» What is required
Scale the records from the line containing "locate white ceiling" down to the end of the records, both ends included, and write them out again with their requests. Multiply every coordinate in the answers by 0.3 and round to whole numbers, with halves rounded up.

Records of labeled points
□ □ □ □ □
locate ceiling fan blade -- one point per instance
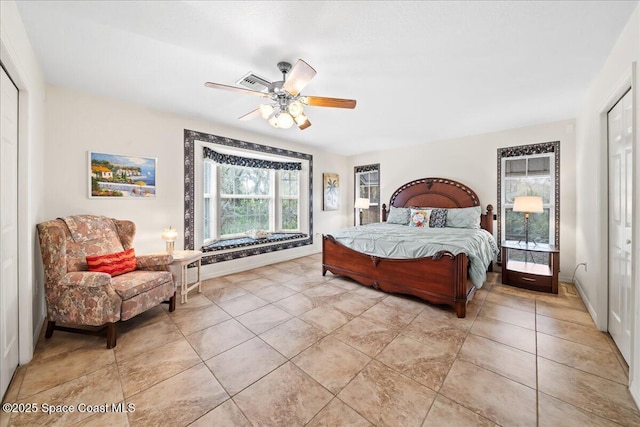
(305, 125)
(236, 89)
(320, 101)
(250, 116)
(300, 75)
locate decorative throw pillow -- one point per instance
(113, 264)
(438, 218)
(419, 217)
(464, 217)
(399, 216)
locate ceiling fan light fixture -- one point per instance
(300, 119)
(266, 110)
(295, 108)
(285, 121)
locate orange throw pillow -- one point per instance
(113, 264)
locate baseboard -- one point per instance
(586, 302)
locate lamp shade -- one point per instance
(529, 204)
(362, 203)
(169, 234)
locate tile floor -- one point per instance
(283, 346)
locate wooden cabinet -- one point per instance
(531, 266)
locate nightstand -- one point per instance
(531, 266)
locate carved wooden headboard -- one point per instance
(438, 193)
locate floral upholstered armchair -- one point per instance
(93, 278)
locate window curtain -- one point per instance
(229, 159)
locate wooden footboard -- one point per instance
(441, 279)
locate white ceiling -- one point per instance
(420, 71)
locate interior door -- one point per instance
(620, 124)
(8, 230)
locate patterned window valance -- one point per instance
(229, 159)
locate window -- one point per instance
(367, 186)
(234, 186)
(250, 198)
(530, 170)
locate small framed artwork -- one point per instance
(117, 175)
(331, 191)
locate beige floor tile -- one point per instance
(286, 397)
(352, 304)
(291, 337)
(218, 338)
(336, 414)
(426, 364)
(325, 317)
(63, 342)
(178, 400)
(245, 364)
(369, 338)
(242, 277)
(256, 284)
(47, 373)
(304, 283)
(563, 313)
(140, 372)
(505, 333)
(296, 304)
(600, 396)
(242, 304)
(111, 419)
(553, 413)
(513, 301)
(602, 363)
(332, 363)
(97, 388)
(147, 337)
(572, 332)
(344, 283)
(197, 319)
(263, 319)
(226, 415)
(219, 295)
(514, 316)
(387, 398)
(446, 412)
(389, 316)
(493, 396)
(275, 293)
(507, 361)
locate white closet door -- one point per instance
(620, 121)
(8, 230)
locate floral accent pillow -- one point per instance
(113, 264)
(419, 217)
(399, 216)
(438, 218)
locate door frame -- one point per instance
(27, 246)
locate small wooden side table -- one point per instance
(530, 275)
(183, 259)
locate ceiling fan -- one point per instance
(286, 105)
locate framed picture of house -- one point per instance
(121, 176)
(330, 191)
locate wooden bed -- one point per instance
(440, 279)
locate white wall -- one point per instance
(591, 170)
(19, 59)
(472, 160)
(78, 122)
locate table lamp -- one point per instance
□ □ □ □ □
» Written response
locate white ceiling -- one point per instance
(126, 21)
locate interior door -- one point per instance
(186, 37)
(2, 69)
locate patterned window valance -- one point per instance
(69, 48)
locate window -- one point per instance
(110, 56)
(70, 56)
(75, 59)
(159, 51)
locate small framed artwork -- one point per instance
(35, 53)
(99, 57)
locate beige floor tile -- one point per instance
(86, 119)
(106, 91)
(87, 101)
(65, 101)
(101, 124)
(128, 109)
(98, 95)
(19, 103)
(53, 120)
(74, 109)
(111, 101)
(73, 83)
(77, 85)
(14, 112)
(91, 85)
(169, 94)
(42, 112)
(152, 100)
(89, 91)
(180, 119)
(73, 91)
(33, 126)
(166, 124)
(154, 90)
(181, 109)
(100, 109)
(29, 116)
(44, 101)
(172, 100)
(103, 85)
(59, 96)
(79, 96)
(68, 125)
(66, 89)
(154, 95)
(116, 119)
(134, 124)
(117, 95)
(148, 119)
(83, 88)
(152, 108)
locate white closet door -- one point per instance
(186, 36)
(2, 69)
locate floral accent pillow -- one point per instance
(34, 79)
(126, 65)
(120, 65)
(131, 65)
locate door frame -- one point per instance
(8, 74)
locate small wooden side table -- one point per instance
(159, 83)
(55, 78)
locate ceiling fan -- one point per instance
(86, 32)
locate framed picture of house -- one point per instance
(36, 53)
(99, 57)
locate wooden bed -- one point per instance
(132, 84)
locate white wall -- one point per instance
(177, 51)
(6, 18)
(142, 48)
(23, 37)
locate table lamp -- one point per instance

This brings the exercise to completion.